> **CONSIGNES ÉCRITES**:
1/ Dans le texte ci-dessous sur la fête à Notre-Dame, recopiez mot pour mot la partie qui s'ouvre sur les mots « C'est sous cette » et se termine par les mots « point de soldats. ».
2/ Dans les entrées, reprenez seulement les lignes qui vont de celle contenant « query: bouquet » jusqu'à celle contenant « [119,198,187,214] », ces deux lignes comprises, en remplaçant « Box » par « Zone » sans rien modifier d'autre, s'il vous plaît.

> **EXTRAIT CHOISI**:
===

C'est sous cette bannière de modération et de justice
indulgente, que s'inaugura le lendemain (10
novembre) la nouvelle religion. Gossec avait fait les chants, Chénier
les paroles. On avait, tant bien que mal, en deux jours bâti dans le chœur,
fort étroit, de Notre-Dame, un temple de la Philosophie,
qu'ornaient les effigies des sages, des pères de la Révolution. Une
montagne portait ce temple ; sur un rocher brûlait le flambeau de la Vérité. Les
magistrats siégeaient sous les colonnes. Point d'armes, point de soldats.
Deux rangs de jeunes filles encore enfants faisaient tout l'ornement de la
fête ; elles étaient en robes blanches, couronnées de chêne, et non, comme on
l'a dit, de roses.

===

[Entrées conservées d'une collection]

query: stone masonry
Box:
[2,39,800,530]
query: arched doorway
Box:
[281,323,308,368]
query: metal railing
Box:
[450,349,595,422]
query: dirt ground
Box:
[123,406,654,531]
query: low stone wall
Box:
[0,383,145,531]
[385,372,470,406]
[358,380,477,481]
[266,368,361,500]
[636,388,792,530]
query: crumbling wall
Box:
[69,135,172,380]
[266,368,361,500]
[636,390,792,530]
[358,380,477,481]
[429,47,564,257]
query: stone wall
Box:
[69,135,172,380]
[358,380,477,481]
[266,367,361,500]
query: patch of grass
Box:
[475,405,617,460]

===

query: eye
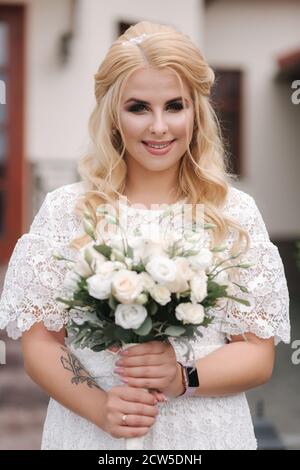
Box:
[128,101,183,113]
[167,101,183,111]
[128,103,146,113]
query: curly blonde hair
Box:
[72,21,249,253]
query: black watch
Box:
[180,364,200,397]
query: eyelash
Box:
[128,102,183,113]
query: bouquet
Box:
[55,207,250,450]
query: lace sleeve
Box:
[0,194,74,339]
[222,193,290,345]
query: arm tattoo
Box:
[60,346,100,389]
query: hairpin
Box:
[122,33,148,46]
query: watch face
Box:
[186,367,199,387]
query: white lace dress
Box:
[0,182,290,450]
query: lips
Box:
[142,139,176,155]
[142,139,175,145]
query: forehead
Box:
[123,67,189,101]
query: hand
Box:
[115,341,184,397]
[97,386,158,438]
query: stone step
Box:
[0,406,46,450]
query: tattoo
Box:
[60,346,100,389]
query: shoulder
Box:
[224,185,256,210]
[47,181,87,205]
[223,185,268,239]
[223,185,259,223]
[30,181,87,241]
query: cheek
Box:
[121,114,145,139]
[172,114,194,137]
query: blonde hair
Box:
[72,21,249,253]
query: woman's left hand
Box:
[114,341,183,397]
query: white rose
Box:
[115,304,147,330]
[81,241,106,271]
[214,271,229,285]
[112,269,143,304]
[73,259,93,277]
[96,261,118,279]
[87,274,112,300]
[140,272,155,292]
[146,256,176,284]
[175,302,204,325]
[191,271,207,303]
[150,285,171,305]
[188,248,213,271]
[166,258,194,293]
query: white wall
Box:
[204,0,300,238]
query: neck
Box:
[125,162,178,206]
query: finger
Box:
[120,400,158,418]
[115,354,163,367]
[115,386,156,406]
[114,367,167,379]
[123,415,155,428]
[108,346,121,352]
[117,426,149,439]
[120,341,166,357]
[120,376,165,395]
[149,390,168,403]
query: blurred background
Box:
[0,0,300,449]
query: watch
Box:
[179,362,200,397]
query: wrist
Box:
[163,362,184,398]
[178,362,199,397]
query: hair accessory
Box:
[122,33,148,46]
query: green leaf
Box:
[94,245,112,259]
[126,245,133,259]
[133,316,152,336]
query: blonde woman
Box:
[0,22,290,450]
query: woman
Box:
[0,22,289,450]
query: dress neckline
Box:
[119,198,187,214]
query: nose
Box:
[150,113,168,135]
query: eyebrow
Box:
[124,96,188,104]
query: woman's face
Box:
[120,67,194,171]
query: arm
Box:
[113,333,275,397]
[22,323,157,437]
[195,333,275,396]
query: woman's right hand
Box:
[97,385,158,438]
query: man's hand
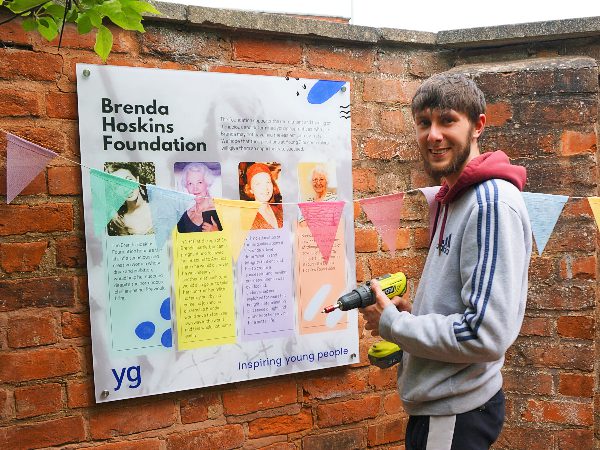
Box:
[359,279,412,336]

===

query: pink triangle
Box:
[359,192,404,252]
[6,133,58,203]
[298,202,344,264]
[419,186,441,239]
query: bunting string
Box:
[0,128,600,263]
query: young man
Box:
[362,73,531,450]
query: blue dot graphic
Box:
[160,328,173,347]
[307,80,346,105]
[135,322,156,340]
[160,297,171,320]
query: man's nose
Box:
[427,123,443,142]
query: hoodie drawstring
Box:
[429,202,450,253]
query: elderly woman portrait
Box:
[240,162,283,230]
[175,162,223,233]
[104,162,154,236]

===

> **CORRIGÉ DE L'EXERCICE**:
1/
C'est sous cette bannière de modération et de justice
indulgente, que s'inaugura le lendemain (10
novembre) la nouvelle religion. Gossec avait fait les chants, Chénier
les paroles. On avait, tant bien que mal, en deux jours bâti dans le chœur,
fort étroit, de Notre-Dame, un temple de la Philosophie,
qu'ornaient les effigies des sages, des pères de la Révolution. Une
montagne portait ce temple ; sur un rocher brûlait le flambeau de la Vérité. Les
magistrats siégeaient sous les colonnes. Point d'armes, point de soldats.

2/
query: bouquet
Zone:
[55,207,250,450]
query: lace sleeve
Zone:
[0,194,74,339]
[222,193,290,345]
query: arm tattoo
Zone:
[60,346,100,389]
query: hairpin
Zone:
[122,33,148,46]
query: watch face
Zone:
[186,367,199,387]
query: white lace dress
Zone:
[0,182,290,450]
query: lips
Zone:
[142,139,176,155]
[142,139,175,145]
query: forehead
Zone:
[123,67,189,101]
query: hand
Zone:
[115,341,184,397]
[97,386,158,438]
query: stone step
Zone:
[0,406,46,450]
query: tattoo
Zone:
[60,346,100,389]
query: shoulder
Zone:
[224,185,256,210]
[47,181,87,205]
[223,185,268,239]
[223,185,259,223]
[30,181,87,241]
query: cheek
Zone:
[121,114,145,139]
[172,114,194,137]
query: blonde hair
Zone:
[72,21,249,253]
query: woman's left hand
Zone:
[114,341,183,397]
query: white rose
Zone:
[115,304,147,330]
[81,241,106,271]
[214,271,229,285]
[112,269,143,304]
[73,259,93,277]
[96,261,118,279]
[87,274,112,300]
[140,272,155,292]
[146,256,176,284]
[175,302,204,325]
[191,271,207,303]
[150,285,171,305]
[188,248,213,271]
[166,258,194,293]
query: white wall
Zone:
[204,0,300,238]
query: neck
Zone:
[125,162,178,206]
query: finger
Zone:
[120,400,158,418]
[115,354,163,367]
[115,386,156,406]
[114,367,167,379]
[123,415,155,428]
[108,346,121,352]
[117,426,149,439]
[120,341,166,357]
[120,376,165,395]
[149,390,168,403]
query: blurred background
Zone:
[0,0,300,449]
query: watch
Zone:
[179,362,200,397]
query: wrist
Zone:
[163,362,184,398]
[178,362,199,397]
query: hair accessory
Zone:
[122,33,148,46]
query: green leaf
Zone:
[94,245,112,259]
[126,245,133,259]
[133,316,152,336]
query: blonde woman
Zone:
[0,22,290,450]
query: woman
Zone:
[0,22,289,450]
query: dress neckline
Zone:
[119,198,187,214]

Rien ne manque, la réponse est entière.